Required task
Your copy should contain exactly the lines from the one that holds "of the wire" through the end of the material, reproduced as written, with no pictures.

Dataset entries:
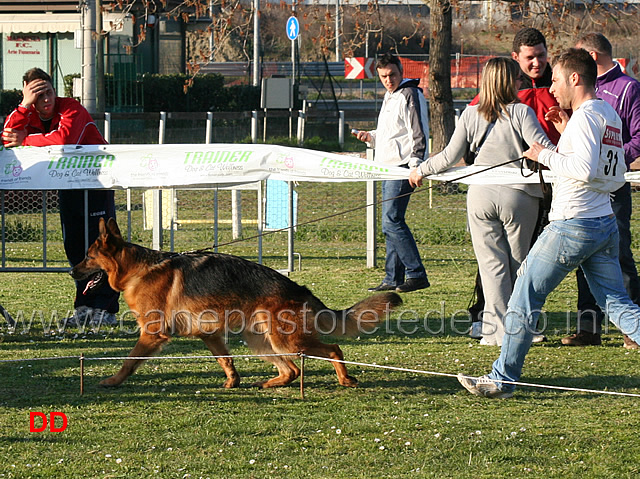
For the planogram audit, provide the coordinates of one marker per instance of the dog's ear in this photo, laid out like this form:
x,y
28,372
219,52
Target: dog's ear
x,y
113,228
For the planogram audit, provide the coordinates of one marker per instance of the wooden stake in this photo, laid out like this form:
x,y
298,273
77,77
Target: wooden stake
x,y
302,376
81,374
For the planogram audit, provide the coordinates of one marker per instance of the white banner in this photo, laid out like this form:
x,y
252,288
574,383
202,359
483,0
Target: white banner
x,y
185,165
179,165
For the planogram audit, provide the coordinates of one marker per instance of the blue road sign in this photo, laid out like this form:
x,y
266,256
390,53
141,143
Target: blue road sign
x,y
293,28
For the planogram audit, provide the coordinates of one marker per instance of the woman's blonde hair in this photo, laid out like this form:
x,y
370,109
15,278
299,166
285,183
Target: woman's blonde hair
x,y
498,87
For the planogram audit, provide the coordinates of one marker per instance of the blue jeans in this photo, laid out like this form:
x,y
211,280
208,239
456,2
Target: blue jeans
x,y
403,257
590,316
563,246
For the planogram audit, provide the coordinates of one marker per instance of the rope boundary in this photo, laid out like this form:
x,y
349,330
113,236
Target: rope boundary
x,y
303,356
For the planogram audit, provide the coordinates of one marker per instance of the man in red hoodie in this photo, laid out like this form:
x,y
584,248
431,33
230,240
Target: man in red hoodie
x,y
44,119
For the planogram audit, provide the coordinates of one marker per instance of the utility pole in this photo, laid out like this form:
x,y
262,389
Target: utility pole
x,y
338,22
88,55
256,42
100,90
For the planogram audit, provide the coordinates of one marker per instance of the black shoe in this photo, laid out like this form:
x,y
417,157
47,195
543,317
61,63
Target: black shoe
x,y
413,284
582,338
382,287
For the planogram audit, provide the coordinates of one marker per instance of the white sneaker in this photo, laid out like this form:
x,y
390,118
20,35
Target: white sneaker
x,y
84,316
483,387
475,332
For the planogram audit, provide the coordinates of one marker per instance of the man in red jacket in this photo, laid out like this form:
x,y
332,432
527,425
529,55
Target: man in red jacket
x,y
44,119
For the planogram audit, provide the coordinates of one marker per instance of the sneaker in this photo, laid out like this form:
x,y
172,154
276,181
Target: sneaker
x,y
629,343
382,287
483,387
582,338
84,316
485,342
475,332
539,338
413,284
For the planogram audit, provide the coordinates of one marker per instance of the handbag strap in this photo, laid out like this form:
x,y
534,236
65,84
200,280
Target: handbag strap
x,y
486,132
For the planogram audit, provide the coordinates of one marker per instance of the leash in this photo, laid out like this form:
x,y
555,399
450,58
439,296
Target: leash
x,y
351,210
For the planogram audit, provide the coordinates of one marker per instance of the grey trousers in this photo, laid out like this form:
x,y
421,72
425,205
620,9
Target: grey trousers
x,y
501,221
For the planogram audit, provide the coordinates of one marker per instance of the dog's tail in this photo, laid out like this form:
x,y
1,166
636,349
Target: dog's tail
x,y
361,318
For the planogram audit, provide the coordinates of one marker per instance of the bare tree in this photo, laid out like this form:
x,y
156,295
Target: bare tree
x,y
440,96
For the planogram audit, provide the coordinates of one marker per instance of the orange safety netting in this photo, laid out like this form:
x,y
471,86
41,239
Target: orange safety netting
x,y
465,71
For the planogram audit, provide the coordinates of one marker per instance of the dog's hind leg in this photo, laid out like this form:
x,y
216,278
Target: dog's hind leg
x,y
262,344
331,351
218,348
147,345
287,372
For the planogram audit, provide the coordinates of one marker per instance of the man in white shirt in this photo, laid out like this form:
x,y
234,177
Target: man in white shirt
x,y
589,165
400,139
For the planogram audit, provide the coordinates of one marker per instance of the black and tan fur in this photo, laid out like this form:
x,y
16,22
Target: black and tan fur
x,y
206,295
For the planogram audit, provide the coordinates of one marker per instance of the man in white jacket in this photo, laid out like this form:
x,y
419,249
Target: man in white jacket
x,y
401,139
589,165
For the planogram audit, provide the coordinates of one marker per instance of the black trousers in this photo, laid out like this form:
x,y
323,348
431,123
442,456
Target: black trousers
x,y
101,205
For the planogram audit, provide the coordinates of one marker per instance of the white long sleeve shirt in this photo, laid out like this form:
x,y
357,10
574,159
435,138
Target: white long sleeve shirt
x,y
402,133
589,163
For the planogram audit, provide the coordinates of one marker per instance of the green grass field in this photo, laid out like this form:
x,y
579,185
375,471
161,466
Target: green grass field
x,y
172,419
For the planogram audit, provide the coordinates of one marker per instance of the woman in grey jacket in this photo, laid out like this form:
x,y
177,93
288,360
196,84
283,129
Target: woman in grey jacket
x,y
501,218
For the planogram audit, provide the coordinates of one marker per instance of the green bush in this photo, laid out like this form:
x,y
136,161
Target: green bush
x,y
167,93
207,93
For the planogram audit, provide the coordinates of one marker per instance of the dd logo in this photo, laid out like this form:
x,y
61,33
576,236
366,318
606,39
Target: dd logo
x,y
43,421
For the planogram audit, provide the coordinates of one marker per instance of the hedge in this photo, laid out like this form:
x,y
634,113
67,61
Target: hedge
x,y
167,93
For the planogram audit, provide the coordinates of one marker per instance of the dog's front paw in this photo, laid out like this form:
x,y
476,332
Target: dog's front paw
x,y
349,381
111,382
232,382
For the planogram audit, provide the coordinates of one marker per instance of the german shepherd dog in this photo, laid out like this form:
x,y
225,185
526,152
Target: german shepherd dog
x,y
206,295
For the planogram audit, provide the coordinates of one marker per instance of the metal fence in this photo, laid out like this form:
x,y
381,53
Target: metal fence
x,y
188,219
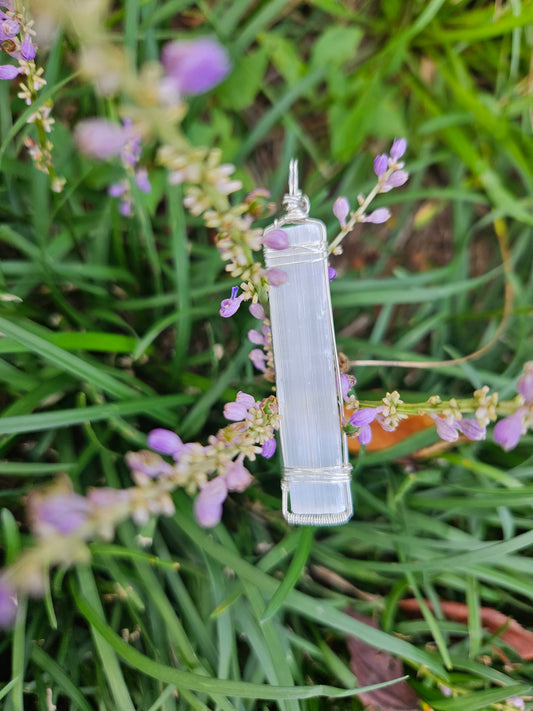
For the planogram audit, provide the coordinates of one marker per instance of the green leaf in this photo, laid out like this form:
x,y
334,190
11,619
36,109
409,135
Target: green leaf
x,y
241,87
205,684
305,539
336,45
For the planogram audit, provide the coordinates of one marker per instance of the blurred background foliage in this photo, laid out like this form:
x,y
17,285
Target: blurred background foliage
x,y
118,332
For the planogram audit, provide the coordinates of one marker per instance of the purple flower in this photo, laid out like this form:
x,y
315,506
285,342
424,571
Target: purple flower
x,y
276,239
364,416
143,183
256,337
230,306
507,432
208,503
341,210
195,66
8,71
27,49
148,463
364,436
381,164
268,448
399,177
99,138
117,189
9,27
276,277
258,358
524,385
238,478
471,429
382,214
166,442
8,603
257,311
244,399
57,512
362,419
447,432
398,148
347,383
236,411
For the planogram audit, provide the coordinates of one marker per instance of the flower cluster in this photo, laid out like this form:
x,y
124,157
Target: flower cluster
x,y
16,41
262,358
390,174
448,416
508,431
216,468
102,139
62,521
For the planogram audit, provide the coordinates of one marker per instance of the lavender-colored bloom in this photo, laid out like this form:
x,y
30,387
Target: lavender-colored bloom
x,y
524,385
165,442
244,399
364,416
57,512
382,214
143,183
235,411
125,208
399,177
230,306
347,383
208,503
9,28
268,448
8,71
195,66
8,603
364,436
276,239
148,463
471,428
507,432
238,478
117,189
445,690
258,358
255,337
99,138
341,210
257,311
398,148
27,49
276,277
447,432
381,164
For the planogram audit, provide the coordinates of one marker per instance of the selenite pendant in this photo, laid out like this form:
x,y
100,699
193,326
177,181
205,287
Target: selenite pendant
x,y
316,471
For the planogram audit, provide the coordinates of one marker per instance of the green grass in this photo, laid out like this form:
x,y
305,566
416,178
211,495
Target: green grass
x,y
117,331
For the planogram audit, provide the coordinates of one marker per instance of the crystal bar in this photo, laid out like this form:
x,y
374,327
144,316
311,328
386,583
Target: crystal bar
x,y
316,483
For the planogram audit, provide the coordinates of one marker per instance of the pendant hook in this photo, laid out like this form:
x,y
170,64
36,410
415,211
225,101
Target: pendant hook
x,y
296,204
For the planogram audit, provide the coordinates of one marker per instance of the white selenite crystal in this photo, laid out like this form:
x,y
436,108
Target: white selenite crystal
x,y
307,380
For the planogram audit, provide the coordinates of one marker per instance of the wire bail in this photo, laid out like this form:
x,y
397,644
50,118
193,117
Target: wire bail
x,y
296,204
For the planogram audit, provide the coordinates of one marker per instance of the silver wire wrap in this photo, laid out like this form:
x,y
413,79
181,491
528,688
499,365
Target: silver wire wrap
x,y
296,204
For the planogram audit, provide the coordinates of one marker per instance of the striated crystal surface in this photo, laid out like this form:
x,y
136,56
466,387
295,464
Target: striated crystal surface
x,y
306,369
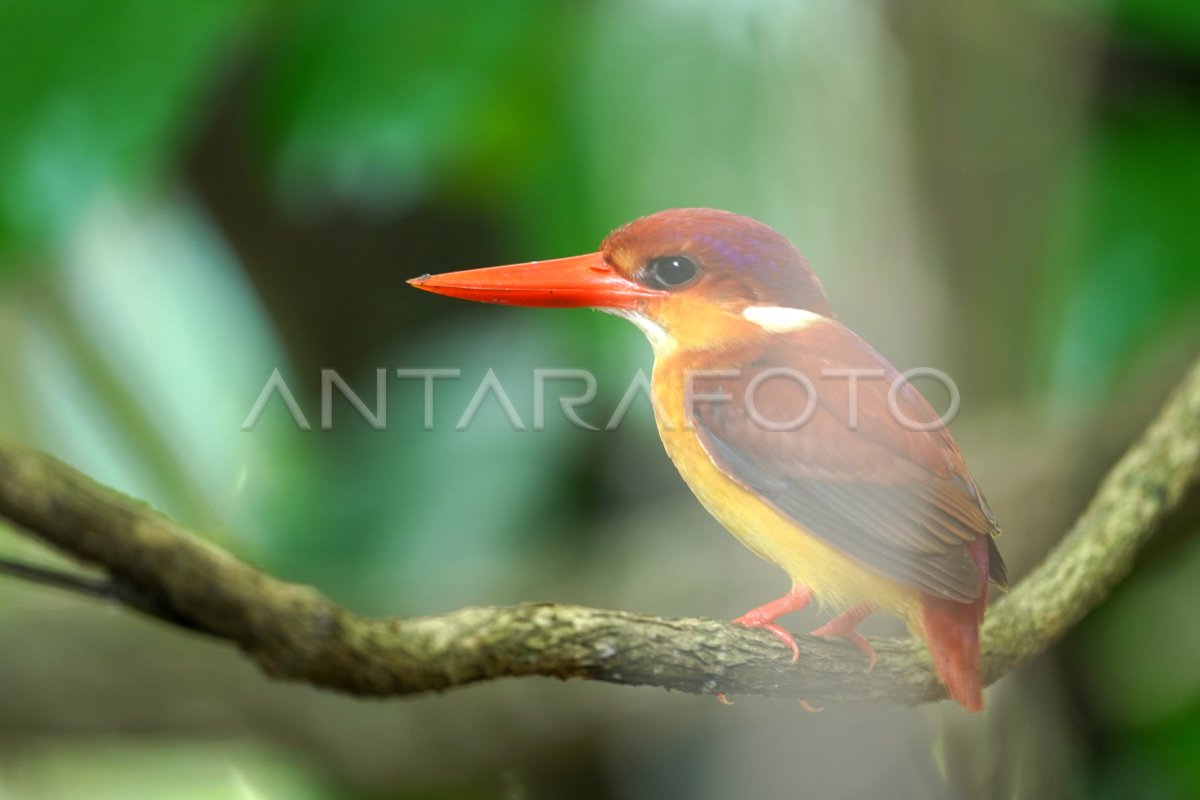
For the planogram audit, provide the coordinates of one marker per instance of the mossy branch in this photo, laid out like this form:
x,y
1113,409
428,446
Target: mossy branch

Completed exercise
For the planogram audit, provide the coordinates of one marker per instance of the wire bail in this photo, laid out like this form:
x,y
397,644
50,118
193,117
Target: wire bail
x,y
296,204
For the planogram audit, provide the coordinates of one marker per instance of the silver wire wrap in this photo, laid out like this form:
x,y
413,79
181,491
528,688
499,365
Target: silver wire wrap
x,y
296,204
For the planogram audit, provide the coordinates of one marker per instance of the striated crystal surface in this photo, laid out like this form:
x,y
136,56
466,387
295,464
Target: striated crystal surface
x,y
306,369
For the planogram audit, provide the coordinates of one marker per instance of the mossy branch in this photo, laid out like this form:
x,y
1113,409
428,446
Target: mossy branch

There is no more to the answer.